What you need to do: Rewrite the lines from the line containing "window in the photo above." to the line containing "[[123, 324], [38, 319], [126, 320]]" as a JSON list of strings, with one string for each line and blank lines omitted.

Information given:

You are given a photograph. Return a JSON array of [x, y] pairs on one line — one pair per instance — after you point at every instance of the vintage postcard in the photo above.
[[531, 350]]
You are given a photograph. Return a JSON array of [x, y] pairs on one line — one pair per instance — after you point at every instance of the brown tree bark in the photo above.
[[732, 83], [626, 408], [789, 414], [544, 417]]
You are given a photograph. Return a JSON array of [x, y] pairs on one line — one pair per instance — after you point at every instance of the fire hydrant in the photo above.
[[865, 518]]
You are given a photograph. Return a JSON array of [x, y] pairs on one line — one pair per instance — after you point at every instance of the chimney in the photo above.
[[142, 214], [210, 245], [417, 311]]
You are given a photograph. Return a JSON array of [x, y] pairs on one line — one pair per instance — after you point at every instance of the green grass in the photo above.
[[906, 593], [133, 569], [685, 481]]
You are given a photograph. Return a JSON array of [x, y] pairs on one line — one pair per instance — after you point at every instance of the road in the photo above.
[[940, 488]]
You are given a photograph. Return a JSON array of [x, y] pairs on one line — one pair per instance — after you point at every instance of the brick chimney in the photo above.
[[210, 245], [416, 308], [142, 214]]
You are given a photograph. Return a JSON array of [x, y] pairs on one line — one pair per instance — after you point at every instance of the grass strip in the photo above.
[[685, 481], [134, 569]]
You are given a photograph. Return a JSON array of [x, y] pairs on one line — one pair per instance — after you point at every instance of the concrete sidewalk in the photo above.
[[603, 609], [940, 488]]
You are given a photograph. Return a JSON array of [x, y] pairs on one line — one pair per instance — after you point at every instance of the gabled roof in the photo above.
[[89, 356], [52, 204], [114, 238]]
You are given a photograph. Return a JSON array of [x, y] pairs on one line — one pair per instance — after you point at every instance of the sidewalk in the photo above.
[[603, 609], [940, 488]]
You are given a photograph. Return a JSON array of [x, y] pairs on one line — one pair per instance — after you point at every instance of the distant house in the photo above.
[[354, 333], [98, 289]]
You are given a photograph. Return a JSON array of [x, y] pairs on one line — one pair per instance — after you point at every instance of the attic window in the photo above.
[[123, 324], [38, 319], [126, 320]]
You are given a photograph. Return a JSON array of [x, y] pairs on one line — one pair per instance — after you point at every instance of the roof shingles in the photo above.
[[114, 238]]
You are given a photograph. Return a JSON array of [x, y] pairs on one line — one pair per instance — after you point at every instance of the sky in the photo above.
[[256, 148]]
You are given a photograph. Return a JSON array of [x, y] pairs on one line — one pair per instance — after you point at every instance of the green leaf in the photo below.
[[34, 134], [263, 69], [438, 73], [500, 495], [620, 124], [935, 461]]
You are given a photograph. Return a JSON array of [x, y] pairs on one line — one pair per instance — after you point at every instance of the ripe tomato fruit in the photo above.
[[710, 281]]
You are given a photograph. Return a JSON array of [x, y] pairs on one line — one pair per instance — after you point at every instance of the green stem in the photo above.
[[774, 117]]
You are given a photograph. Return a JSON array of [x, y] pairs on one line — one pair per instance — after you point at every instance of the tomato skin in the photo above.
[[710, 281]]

Output of the exercise:
[
  "You are given a photograph. Return a JSON array of [x, y] pairs on one line — one pair per instance — after you point at every instance of the attic window in the photo above.",
  "[[123, 324], [38, 319], [126, 320]]"
]